• [Kutipan Sumber]:

Di tengah kondisi tidak berdaya dan tidak dapat beribadah ke Yerusalem karena berada di pembuangan, pemazmur tidak menjadi kecewa dan meninggalkan iman kepada Allah. Ia mengungkapkan pengakuan iman yang teguh kepada Allah (42:5). Meskipun jiwanya gundah gulana, ia mengingat masa lalu saat ia memimpin umat datang beribadah ke rumah Allah. Tampaknya, ia adalah pemimpin pujian dari bani Korah (42:1). Ia meminta agar jiwanya tidak tertekan dan gelisah, melainkan tetap berharap kepada Allah, karena Allah adalah Penolongnya (42:6,12). Anugerah Allah di masa lalu adalah kekuatan untuk berharap kepada Allah di masa depan. Pemazmur percaya bahwa Allah akan menolong dan mendengarkan doa-doanya. Oleh karena itu, ia tetap setia berdoa kepada Allah dengan menaikkan pujian kepada-Nya (42:9).
Apakah Anda menyadari bahwa kesempatan beribadah dan melayani Tuhan adalah anugerah Allah? Mungkin, ada waktu saat kita tidak dapat beribadah kepada Allah dengan leluasa seperti saat terjadi pandemi Covid 19. Apakah Anda memiliki tekad untuk setia beribadah dan Anda bersukacita karena masih bisa beribadah?

• [Petunjuk Tugas]: Tuliskan ulang tanpa perubahan satu bagian dari kutipan tentang pemazmur di pembuangan di atas. Mulailah dari kata-kata "Di tengah kondisi", lalu berhenti setelah kata-kata "pujian kepada-Nya (42:9).".

Data lokalisasi titik per instans
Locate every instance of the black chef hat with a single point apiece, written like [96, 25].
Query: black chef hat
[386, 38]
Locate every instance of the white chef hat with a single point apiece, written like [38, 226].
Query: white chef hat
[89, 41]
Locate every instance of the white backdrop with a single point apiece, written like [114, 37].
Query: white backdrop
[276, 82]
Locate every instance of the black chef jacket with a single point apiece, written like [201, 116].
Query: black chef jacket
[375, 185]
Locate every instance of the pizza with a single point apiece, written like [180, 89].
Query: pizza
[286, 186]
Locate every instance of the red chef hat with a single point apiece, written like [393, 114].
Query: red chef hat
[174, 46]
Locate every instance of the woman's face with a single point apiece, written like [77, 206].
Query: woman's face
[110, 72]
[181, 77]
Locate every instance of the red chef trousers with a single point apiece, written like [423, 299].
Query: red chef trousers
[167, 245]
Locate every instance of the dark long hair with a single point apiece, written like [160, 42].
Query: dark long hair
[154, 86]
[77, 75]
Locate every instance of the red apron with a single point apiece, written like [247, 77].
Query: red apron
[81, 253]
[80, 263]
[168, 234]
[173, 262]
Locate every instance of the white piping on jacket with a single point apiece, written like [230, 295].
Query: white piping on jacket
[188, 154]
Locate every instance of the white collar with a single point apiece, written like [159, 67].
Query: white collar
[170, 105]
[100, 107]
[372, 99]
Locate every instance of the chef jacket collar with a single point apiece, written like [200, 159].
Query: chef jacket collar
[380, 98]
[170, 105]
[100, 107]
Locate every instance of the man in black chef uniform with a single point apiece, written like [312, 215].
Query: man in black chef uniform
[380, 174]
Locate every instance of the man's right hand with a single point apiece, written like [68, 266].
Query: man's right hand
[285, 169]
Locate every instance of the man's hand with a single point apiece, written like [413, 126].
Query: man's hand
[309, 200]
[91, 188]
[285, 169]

• [Jawaban Anda]:
Di tengah kondisi tidak berdaya dan tidak dapat beribadah ke Yerusalem karena berada di pembuangan, pemazmur tidak menjadi kecewa dan meninggalkan iman kepada Allah. Ia mengungkapkan pengakuan iman yang teguh kepada Allah (42:5). Meskipun jiwanya gundah gulana, ia mengingat masa lalu saat ia memimpin umat datang beribadah ke rumah Allah. Tampaknya, ia adalah pemimpin pujian dari bani Korah (42:1). Ia meminta agar jiwanya tidak tertekan dan gelisah, melainkan tetap berharap kepada Allah, karena Allah adalah Penolongnya (42:6,12). Anugerah Allah di masa lalu adalah kekuatan untuk berharap kepada Allah di masa depan. Pemazmur percaya bahwa Allah akan menolong dan mendengarkan doa-doanya. Oleh karena itu, ia tetap setia berdoa kepada Allah dengan menaikkan pujian kepada-Nya (42:9).